§ What this task involves:
Pull out every line from the line containing "One keypoint belongs on each instance. Indicate the decorative" through the end of the material, both ends included, and reproduce it exactly. Keep pictures out.

§ Listing:
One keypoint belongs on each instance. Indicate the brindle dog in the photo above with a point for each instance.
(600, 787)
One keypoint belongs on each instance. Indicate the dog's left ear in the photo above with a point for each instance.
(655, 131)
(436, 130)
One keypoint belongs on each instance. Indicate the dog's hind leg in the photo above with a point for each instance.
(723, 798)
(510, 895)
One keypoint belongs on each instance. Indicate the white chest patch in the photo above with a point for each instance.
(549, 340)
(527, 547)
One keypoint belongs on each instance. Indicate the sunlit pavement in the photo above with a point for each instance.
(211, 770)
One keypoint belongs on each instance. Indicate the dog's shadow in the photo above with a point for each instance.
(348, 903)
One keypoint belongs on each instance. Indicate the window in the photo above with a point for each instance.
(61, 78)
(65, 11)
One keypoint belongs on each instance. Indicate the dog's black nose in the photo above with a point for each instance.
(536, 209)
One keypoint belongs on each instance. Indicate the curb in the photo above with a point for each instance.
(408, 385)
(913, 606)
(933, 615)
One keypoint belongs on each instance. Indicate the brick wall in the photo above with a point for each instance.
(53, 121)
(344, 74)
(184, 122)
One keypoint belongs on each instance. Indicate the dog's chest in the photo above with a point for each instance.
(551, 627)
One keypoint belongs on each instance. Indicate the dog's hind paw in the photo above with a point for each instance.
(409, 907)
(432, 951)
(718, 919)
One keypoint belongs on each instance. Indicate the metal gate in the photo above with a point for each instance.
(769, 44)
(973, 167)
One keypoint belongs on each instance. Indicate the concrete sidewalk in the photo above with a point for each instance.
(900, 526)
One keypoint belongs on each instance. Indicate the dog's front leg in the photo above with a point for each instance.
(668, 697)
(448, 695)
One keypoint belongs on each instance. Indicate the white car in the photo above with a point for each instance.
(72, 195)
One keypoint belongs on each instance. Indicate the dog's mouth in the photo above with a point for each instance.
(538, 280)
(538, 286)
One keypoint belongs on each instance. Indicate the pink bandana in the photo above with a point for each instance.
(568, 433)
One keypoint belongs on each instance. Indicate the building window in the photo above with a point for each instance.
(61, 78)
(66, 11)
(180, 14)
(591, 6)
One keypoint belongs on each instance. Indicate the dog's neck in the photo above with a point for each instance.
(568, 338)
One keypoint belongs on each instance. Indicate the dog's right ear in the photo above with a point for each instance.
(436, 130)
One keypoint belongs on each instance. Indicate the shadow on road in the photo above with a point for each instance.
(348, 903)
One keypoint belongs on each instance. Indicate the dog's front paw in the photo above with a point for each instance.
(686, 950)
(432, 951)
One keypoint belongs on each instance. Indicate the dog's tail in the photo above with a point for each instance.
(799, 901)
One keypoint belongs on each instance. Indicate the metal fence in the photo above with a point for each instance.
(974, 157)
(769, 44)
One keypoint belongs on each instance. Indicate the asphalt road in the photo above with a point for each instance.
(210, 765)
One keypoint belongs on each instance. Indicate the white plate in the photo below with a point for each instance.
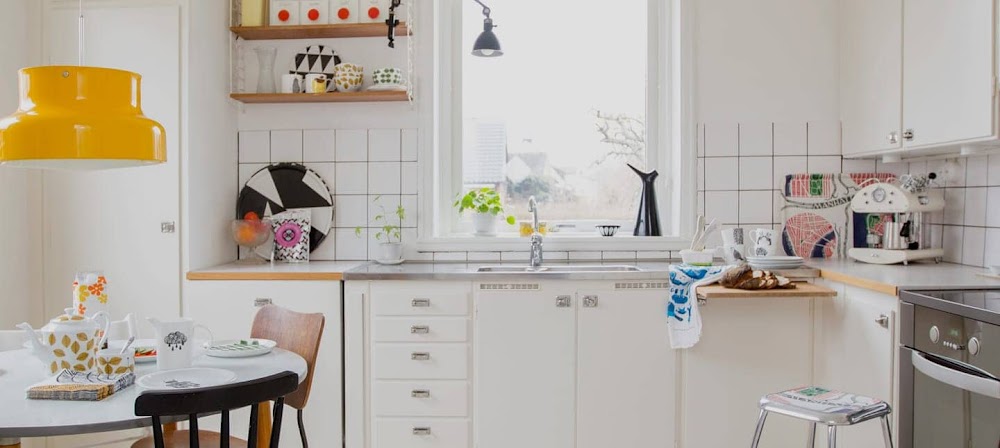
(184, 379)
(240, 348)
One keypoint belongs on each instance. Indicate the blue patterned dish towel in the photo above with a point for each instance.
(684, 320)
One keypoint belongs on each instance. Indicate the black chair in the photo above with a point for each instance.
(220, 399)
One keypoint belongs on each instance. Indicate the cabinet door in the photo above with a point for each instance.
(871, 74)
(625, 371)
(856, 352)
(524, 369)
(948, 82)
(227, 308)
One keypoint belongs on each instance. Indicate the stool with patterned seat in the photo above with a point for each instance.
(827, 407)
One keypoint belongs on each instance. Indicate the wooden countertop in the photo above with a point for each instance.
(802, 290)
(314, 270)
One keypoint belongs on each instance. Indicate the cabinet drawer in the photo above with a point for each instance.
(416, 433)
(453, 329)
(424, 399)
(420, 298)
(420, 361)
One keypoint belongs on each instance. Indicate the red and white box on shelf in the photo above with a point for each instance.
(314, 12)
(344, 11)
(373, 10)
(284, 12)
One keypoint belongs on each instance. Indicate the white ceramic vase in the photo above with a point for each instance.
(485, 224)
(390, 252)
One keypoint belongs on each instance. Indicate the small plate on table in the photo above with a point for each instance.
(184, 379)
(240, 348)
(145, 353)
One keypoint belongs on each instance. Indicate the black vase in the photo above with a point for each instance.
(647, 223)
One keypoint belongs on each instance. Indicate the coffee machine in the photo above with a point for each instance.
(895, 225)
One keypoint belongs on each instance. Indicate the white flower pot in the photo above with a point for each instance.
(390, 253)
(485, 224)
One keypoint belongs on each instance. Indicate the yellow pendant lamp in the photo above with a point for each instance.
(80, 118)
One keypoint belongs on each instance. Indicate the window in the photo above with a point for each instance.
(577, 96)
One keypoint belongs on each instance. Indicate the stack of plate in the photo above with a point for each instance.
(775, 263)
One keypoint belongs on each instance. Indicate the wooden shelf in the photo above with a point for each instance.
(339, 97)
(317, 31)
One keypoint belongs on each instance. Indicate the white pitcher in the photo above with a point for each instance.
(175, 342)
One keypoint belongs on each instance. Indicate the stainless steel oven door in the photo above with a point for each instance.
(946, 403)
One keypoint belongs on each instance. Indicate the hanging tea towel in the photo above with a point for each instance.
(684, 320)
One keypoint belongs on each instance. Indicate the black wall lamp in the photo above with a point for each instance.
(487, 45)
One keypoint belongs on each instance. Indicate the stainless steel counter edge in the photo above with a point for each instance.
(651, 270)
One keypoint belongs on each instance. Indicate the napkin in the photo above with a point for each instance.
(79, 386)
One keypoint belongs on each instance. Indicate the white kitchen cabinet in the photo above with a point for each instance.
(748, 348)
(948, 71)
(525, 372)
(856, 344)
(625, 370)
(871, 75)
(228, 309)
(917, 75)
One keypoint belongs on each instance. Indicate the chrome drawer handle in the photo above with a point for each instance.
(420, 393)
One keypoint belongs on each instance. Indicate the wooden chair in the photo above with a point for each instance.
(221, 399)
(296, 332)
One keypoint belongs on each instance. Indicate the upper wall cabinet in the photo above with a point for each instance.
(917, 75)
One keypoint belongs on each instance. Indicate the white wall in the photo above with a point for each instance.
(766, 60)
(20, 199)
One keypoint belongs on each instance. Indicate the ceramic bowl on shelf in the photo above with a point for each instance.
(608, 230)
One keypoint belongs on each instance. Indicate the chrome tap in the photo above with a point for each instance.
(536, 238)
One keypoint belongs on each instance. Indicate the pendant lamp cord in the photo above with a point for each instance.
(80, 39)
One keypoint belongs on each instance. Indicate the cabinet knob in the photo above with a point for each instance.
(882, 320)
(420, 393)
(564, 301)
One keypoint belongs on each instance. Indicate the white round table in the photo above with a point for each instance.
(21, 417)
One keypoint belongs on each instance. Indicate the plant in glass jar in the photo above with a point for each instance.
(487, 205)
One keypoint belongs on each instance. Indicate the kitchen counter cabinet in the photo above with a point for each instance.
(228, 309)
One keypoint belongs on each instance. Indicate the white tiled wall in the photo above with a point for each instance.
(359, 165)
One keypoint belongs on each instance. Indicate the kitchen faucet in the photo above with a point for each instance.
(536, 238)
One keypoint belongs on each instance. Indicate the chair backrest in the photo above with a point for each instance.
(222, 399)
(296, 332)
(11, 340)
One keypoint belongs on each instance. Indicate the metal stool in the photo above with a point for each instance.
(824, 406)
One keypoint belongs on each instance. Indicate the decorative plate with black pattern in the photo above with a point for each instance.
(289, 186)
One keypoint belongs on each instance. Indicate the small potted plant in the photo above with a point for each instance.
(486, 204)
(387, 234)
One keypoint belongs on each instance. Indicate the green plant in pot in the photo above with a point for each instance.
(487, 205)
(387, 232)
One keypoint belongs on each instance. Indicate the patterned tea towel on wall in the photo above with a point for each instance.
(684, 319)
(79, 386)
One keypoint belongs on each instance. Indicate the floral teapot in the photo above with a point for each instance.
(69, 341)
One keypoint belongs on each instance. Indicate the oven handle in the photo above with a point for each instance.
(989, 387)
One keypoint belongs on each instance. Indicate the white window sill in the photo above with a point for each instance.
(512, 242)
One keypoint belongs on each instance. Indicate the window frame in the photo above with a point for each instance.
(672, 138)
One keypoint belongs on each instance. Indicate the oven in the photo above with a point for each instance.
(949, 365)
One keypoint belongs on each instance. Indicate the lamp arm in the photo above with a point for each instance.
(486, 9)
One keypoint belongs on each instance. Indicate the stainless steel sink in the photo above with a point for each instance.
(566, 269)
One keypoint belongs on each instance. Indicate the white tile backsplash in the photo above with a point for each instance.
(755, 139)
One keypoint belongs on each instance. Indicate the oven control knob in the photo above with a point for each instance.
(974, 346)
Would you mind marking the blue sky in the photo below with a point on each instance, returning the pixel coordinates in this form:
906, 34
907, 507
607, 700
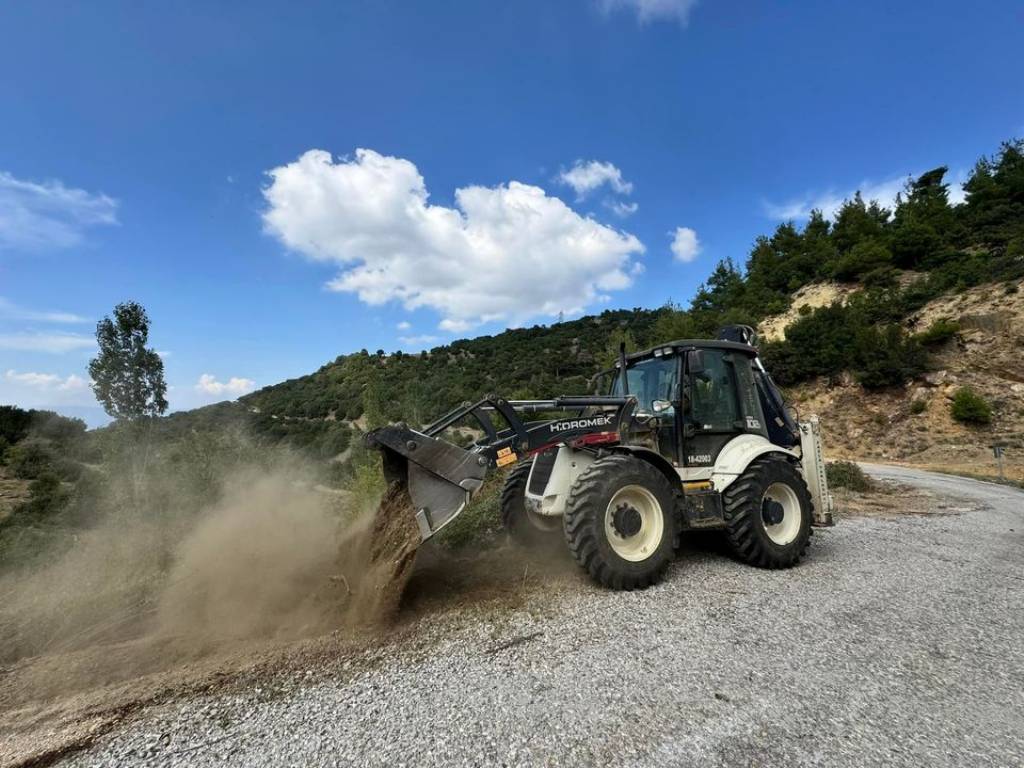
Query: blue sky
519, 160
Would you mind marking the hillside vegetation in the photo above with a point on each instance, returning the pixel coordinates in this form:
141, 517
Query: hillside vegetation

§ Problem solution:
One keypoint belongs on each instance. Indicate the decorative plate with black pattern in the photo above with a point for each instance.
(289, 186)
One keypoint belongs on each instance. Indicate the small potted plant in the photo above with a point for each instance.
(486, 204)
(387, 234)
One keypoint belongs on each instance. Indicate the green plant in pot in the photo above with a point for each instance.
(487, 205)
(387, 232)
One keypoint belongs on each instance. Indicate the patterned tea towel on wall in the photo above with a point for each instance.
(684, 319)
(79, 386)
One keypoint belongs on each instance. Indicate the floral teapot in the photo above with a point for each instance.
(69, 341)
One keypoint belongs on each instance. Indicate the oven handle in the photo above with a point for each instance.
(989, 387)
One keypoint belongs on each instance. Indicate the white window sill in the photo above with a point for each instance.
(512, 242)
One keypoint belongs on each instance. Indicate the window frame in the photo above with a point for each instance.
(672, 138)
One keypoint belongs on each instance. Indicate the oven in the photo above with a point for each instance.
(949, 365)
One keypoint belongs on each instance. Indicate the lamp arm in the photo above with a point for each instance.
(486, 9)
One keypoint belongs on each instance. Indicate the stainless steel sink in the photo above with a point for each instance.
(566, 269)
One keypoint belongs on each instance. Indicate the white tile backsplash in the photo above with a point for each instance.
(755, 139)
One keypoint belongs on each instance. Indicate the oven control knob in the photo above with a point for each instance.
(974, 346)
Would you mind marking the blue sky in the photo below with a point on each instance, returning the pixel coordinates in this form:
906, 34
907, 507
607, 700
Query: blue sky
519, 160
Would you mind marking the hillside vegetation in the photo above with a point on each instance, returning the pixel coordinates in this form:
141, 517
Query: hillside vegetation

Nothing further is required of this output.